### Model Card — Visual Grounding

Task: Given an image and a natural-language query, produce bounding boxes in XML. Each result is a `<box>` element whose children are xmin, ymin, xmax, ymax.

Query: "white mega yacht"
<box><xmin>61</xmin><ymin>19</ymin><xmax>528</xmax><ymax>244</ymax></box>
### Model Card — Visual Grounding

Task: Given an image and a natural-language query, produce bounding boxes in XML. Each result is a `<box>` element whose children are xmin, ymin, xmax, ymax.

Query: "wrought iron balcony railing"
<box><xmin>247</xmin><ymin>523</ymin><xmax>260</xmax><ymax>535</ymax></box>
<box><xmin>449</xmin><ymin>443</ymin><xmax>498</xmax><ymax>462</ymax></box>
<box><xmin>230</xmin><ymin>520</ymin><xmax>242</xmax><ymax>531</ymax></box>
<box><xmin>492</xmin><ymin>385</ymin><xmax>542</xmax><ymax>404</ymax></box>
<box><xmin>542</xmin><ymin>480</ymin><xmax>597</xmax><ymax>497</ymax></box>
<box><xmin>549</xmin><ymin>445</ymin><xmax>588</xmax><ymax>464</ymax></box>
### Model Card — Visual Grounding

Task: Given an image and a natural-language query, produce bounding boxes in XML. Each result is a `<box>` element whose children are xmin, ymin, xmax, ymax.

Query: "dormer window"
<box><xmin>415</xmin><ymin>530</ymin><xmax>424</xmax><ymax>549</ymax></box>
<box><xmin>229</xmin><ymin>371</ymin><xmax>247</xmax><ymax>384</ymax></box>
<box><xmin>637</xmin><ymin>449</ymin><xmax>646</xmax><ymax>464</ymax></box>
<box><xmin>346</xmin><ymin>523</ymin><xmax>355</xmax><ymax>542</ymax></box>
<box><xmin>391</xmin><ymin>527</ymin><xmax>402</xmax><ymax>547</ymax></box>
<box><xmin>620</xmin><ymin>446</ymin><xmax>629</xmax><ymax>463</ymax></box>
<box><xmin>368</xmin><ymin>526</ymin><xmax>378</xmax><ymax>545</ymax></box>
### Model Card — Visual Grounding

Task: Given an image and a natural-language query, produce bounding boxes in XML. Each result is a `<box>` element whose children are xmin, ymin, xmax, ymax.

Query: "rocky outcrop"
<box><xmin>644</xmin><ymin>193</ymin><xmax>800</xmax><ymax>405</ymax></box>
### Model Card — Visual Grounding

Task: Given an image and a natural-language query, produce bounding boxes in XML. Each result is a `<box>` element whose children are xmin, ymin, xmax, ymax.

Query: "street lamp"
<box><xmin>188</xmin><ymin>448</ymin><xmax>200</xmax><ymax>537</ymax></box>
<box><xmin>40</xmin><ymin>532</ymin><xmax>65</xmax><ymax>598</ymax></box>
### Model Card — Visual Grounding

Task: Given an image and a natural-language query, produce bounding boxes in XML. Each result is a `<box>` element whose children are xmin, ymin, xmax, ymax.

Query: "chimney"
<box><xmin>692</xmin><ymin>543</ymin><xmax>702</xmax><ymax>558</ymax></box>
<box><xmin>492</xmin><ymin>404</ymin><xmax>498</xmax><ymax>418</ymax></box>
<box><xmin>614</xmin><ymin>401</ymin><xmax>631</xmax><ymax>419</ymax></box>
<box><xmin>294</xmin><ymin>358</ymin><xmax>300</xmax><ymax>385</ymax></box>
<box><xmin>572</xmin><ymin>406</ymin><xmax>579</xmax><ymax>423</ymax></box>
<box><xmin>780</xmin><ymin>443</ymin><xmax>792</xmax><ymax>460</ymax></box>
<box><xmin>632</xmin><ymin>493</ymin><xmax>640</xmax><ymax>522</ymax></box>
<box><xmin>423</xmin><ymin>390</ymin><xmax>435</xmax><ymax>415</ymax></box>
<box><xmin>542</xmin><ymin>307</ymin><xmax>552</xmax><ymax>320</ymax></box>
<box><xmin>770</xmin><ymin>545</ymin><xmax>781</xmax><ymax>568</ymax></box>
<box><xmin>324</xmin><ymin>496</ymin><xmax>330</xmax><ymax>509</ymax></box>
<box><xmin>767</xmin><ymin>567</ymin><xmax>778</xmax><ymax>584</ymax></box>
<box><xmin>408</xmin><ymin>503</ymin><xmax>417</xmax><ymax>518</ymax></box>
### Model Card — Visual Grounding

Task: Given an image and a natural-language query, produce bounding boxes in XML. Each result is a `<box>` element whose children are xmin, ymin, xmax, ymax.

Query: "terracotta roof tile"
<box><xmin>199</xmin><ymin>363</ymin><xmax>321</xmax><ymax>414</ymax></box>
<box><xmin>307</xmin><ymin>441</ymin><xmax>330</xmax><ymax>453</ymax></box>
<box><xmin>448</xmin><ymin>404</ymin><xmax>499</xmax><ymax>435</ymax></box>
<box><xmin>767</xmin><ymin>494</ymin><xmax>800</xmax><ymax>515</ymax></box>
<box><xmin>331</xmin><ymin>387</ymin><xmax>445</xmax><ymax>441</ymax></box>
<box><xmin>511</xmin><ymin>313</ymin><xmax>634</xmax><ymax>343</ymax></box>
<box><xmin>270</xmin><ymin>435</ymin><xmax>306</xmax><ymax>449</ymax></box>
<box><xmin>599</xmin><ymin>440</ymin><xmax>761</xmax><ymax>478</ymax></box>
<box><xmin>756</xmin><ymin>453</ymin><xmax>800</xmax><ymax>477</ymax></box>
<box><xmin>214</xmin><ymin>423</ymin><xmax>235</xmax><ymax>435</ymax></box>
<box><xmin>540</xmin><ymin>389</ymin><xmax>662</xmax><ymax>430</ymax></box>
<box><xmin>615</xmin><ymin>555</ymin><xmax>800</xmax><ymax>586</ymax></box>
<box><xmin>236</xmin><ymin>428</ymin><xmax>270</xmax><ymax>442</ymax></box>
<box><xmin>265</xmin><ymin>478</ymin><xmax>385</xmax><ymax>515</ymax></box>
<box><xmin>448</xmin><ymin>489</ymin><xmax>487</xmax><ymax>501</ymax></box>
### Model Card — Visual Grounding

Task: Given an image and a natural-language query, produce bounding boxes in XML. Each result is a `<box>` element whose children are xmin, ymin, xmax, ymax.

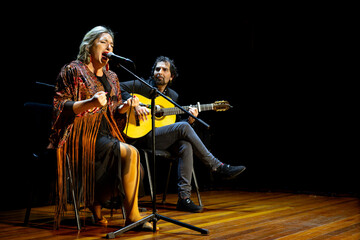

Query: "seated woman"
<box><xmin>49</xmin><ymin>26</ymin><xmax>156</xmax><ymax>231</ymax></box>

> **Work request**
Omit the pictures and reproduce the listing exactly.

> **Task output**
### Model Card — Visual Grounding

Task: Given an image and a natural-language query, produce bounding boxes in XML. Each result is a `<box>` element whose children are xmin, ymin, xmax, ymax.

Query: "white mega yacht"
<box><xmin>61</xmin><ymin>19</ymin><xmax>528</xmax><ymax>244</ymax></box>
### Model Card — Visual Grounding

Task: Given an image and a natural-language query, produce bounding boxes in XML. Each result is a `<box>` element whose children are xmin, ymin, xmax, ymax.

Query: "wrought iron balcony railing"
<box><xmin>247</xmin><ymin>523</ymin><xmax>260</xmax><ymax>535</ymax></box>
<box><xmin>449</xmin><ymin>443</ymin><xmax>498</xmax><ymax>462</ymax></box>
<box><xmin>230</xmin><ymin>520</ymin><xmax>242</xmax><ymax>531</ymax></box>
<box><xmin>492</xmin><ymin>385</ymin><xmax>542</xmax><ymax>404</ymax></box>
<box><xmin>542</xmin><ymin>480</ymin><xmax>597</xmax><ymax>497</ymax></box>
<box><xmin>549</xmin><ymin>445</ymin><xmax>588</xmax><ymax>464</ymax></box>
### Model Card — Visual Grounding

Task: Given an image and a natural-language query, produce bounding boxes in XML. Each result is a `<box>` element whose children are xmin, ymin, xmax, ymax.

Query: "dormer window"
<box><xmin>415</xmin><ymin>530</ymin><xmax>424</xmax><ymax>549</ymax></box>
<box><xmin>229</xmin><ymin>371</ymin><xmax>247</xmax><ymax>384</ymax></box>
<box><xmin>637</xmin><ymin>449</ymin><xmax>646</xmax><ymax>464</ymax></box>
<box><xmin>346</xmin><ymin>523</ymin><xmax>355</xmax><ymax>542</ymax></box>
<box><xmin>391</xmin><ymin>527</ymin><xmax>402</xmax><ymax>547</ymax></box>
<box><xmin>620</xmin><ymin>446</ymin><xmax>629</xmax><ymax>463</ymax></box>
<box><xmin>368</xmin><ymin>526</ymin><xmax>378</xmax><ymax>545</ymax></box>
### Model Card — Visual Grounding

Task: Given an image and a natural-language query, produce bounding boxes in XML. Each result is a `<box>` element whose children are xmin, ymin, xmax, ymax.

Query: "rocky outcrop"
<box><xmin>644</xmin><ymin>193</ymin><xmax>800</xmax><ymax>405</ymax></box>
### Model Card — Visual Grounding

Task: Given an image and a natural-language query, produce bounding boxes in XML. Each result is a `<box>` element whose children are xmin, ymin, xmax, ymax.

Query: "street lamp"
<box><xmin>188</xmin><ymin>448</ymin><xmax>200</xmax><ymax>537</ymax></box>
<box><xmin>40</xmin><ymin>532</ymin><xmax>65</xmax><ymax>598</ymax></box>
### Model Card — Visual Grounding

Task: Given an image and a natural-language query, produce bounding boxes in XML. Each result is a `<box>` element whose children are xmin, ymin, xmax, ymax.

Query: "chimney"
<box><xmin>692</xmin><ymin>543</ymin><xmax>702</xmax><ymax>558</ymax></box>
<box><xmin>492</xmin><ymin>404</ymin><xmax>498</xmax><ymax>418</ymax></box>
<box><xmin>614</xmin><ymin>401</ymin><xmax>631</xmax><ymax>419</ymax></box>
<box><xmin>294</xmin><ymin>358</ymin><xmax>300</xmax><ymax>385</ymax></box>
<box><xmin>572</xmin><ymin>406</ymin><xmax>579</xmax><ymax>423</ymax></box>
<box><xmin>780</xmin><ymin>443</ymin><xmax>792</xmax><ymax>460</ymax></box>
<box><xmin>632</xmin><ymin>493</ymin><xmax>640</xmax><ymax>522</ymax></box>
<box><xmin>423</xmin><ymin>390</ymin><xmax>435</xmax><ymax>415</ymax></box>
<box><xmin>542</xmin><ymin>307</ymin><xmax>552</xmax><ymax>320</ymax></box>
<box><xmin>770</xmin><ymin>545</ymin><xmax>781</xmax><ymax>568</ymax></box>
<box><xmin>324</xmin><ymin>496</ymin><xmax>330</xmax><ymax>509</ymax></box>
<box><xmin>767</xmin><ymin>567</ymin><xmax>778</xmax><ymax>584</ymax></box>
<box><xmin>408</xmin><ymin>503</ymin><xmax>417</xmax><ymax>518</ymax></box>
### Model Card — Visual Grounding

Task: Given an image and a natural-language query, produce bounding boxes in XML. Each result is a `<box>` element whose children are xmin, ymin, xmax, ymax.

Query: "terracotta roof tile"
<box><xmin>199</xmin><ymin>363</ymin><xmax>321</xmax><ymax>414</ymax></box>
<box><xmin>307</xmin><ymin>441</ymin><xmax>330</xmax><ymax>453</ymax></box>
<box><xmin>448</xmin><ymin>404</ymin><xmax>499</xmax><ymax>435</ymax></box>
<box><xmin>767</xmin><ymin>494</ymin><xmax>800</xmax><ymax>515</ymax></box>
<box><xmin>331</xmin><ymin>387</ymin><xmax>445</xmax><ymax>441</ymax></box>
<box><xmin>511</xmin><ymin>313</ymin><xmax>634</xmax><ymax>343</ymax></box>
<box><xmin>270</xmin><ymin>435</ymin><xmax>306</xmax><ymax>449</ymax></box>
<box><xmin>599</xmin><ymin>440</ymin><xmax>761</xmax><ymax>478</ymax></box>
<box><xmin>756</xmin><ymin>453</ymin><xmax>800</xmax><ymax>477</ymax></box>
<box><xmin>214</xmin><ymin>423</ymin><xmax>235</xmax><ymax>435</ymax></box>
<box><xmin>540</xmin><ymin>389</ymin><xmax>662</xmax><ymax>430</ymax></box>
<box><xmin>615</xmin><ymin>555</ymin><xmax>800</xmax><ymax>586</ymax></box>
<box><xmin>236</xmin><ymin>428</ymin><xmax>270</xmax><ymax>442</ymax></box>
<box><xmin>265</xmin><ymin>478</ymin><xmax>385</xmax><ymax>515</ymax></box>
<box><xmin>448</xmin><ymin>489</ymin><xmax>487</xmax><ymax>501</ymax></box>
### Model Card — Visual Grounding

Task: Given an image and a natural-language query, produce bounding boxes in XML. Each result is a `<box>` element whose children are xmin, ymin, xmax, ymax.


Query: "seated woman"
<box><xmin>49</xmin><ymin>26</ymin><xmax>156</xmax><ymax>231</ymax></box>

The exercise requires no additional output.